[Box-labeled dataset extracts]
━━━

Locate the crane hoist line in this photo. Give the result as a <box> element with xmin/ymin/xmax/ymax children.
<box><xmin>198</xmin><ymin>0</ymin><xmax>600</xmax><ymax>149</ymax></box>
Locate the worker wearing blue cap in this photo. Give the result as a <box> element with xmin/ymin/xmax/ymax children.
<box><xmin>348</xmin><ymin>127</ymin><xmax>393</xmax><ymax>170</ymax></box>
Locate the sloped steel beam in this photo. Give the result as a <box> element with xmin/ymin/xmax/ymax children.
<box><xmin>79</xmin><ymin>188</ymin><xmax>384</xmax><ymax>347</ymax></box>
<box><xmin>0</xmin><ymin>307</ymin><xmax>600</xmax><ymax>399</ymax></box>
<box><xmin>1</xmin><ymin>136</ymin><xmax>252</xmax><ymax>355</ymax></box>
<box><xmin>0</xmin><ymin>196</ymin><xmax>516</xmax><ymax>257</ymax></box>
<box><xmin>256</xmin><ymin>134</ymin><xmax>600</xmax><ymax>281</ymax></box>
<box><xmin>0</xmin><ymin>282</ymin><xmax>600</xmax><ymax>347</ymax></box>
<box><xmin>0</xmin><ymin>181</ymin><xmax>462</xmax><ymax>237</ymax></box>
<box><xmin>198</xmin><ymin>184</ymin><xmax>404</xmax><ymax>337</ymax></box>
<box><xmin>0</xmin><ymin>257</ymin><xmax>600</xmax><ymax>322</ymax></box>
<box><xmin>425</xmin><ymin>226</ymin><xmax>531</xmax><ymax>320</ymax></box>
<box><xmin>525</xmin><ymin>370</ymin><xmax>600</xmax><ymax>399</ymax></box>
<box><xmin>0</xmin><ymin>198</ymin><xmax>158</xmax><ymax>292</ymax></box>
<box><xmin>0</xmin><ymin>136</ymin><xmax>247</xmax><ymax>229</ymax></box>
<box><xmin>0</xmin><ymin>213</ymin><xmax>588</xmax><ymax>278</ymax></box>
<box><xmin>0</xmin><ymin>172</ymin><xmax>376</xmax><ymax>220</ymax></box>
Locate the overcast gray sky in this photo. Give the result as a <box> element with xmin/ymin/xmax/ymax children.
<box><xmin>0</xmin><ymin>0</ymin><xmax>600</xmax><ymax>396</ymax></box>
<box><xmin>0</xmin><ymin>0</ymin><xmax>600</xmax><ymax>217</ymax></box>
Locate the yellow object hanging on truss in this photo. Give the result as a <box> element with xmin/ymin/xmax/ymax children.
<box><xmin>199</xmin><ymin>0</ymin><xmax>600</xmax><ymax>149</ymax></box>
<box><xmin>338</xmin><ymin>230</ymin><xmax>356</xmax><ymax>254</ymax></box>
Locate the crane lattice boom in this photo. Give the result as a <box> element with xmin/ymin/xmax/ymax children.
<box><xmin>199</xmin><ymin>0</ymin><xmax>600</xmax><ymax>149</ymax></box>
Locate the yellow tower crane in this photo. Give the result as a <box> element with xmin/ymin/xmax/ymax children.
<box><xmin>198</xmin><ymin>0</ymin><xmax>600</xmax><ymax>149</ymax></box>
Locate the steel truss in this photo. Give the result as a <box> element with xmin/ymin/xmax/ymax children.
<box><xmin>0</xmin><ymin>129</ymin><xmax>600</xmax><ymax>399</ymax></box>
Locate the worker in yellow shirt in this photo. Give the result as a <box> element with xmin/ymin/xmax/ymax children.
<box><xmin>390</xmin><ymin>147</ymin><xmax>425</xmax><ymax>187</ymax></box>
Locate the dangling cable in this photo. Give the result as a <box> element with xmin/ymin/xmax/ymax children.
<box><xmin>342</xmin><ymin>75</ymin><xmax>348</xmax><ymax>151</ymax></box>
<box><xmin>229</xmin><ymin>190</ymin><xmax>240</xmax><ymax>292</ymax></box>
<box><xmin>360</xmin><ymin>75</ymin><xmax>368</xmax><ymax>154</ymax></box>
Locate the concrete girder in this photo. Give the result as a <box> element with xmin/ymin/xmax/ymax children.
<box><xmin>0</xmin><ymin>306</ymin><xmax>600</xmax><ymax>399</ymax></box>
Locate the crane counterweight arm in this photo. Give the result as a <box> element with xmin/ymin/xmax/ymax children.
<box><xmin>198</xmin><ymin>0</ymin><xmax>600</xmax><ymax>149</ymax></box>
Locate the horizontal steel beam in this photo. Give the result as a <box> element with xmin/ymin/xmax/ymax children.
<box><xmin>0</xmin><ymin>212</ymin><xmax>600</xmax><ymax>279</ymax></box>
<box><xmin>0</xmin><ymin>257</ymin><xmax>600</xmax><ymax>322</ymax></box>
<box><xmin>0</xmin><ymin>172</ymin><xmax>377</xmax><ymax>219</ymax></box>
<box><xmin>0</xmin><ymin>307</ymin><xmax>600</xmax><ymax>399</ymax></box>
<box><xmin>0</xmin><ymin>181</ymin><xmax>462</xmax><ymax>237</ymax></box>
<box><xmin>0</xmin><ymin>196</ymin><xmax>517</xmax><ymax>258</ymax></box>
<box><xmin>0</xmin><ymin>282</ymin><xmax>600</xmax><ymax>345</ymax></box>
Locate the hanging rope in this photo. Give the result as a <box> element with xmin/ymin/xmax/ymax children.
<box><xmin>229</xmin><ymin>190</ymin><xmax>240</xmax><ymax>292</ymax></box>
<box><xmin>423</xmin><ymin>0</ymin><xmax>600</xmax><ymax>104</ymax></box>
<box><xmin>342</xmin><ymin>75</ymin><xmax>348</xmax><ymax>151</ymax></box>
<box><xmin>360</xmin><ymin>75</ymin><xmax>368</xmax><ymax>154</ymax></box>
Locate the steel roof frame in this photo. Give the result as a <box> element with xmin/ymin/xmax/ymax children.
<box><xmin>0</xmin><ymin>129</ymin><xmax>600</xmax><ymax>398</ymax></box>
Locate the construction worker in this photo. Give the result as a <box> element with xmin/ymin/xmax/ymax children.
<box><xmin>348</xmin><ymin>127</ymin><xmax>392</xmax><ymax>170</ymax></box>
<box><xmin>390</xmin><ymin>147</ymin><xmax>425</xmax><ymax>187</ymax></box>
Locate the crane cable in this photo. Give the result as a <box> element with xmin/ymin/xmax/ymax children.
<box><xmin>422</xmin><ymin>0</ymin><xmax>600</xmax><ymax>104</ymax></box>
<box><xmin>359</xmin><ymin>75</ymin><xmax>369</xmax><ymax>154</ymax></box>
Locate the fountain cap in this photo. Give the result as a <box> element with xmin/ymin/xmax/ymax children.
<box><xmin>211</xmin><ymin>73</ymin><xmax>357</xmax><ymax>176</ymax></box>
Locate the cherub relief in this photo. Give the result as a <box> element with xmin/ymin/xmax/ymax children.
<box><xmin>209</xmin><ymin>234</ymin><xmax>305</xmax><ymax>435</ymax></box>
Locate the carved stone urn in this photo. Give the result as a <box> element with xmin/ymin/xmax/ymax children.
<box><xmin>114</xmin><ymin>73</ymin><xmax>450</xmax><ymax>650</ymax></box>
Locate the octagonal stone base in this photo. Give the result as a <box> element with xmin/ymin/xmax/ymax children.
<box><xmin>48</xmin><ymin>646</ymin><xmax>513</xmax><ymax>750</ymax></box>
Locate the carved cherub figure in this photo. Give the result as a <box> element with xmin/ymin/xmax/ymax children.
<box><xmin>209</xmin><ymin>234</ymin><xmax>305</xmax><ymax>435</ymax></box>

━━━

**Do this**
Count the lines in the records that contain the string "truss". Report only the number.

**Problem solution**
2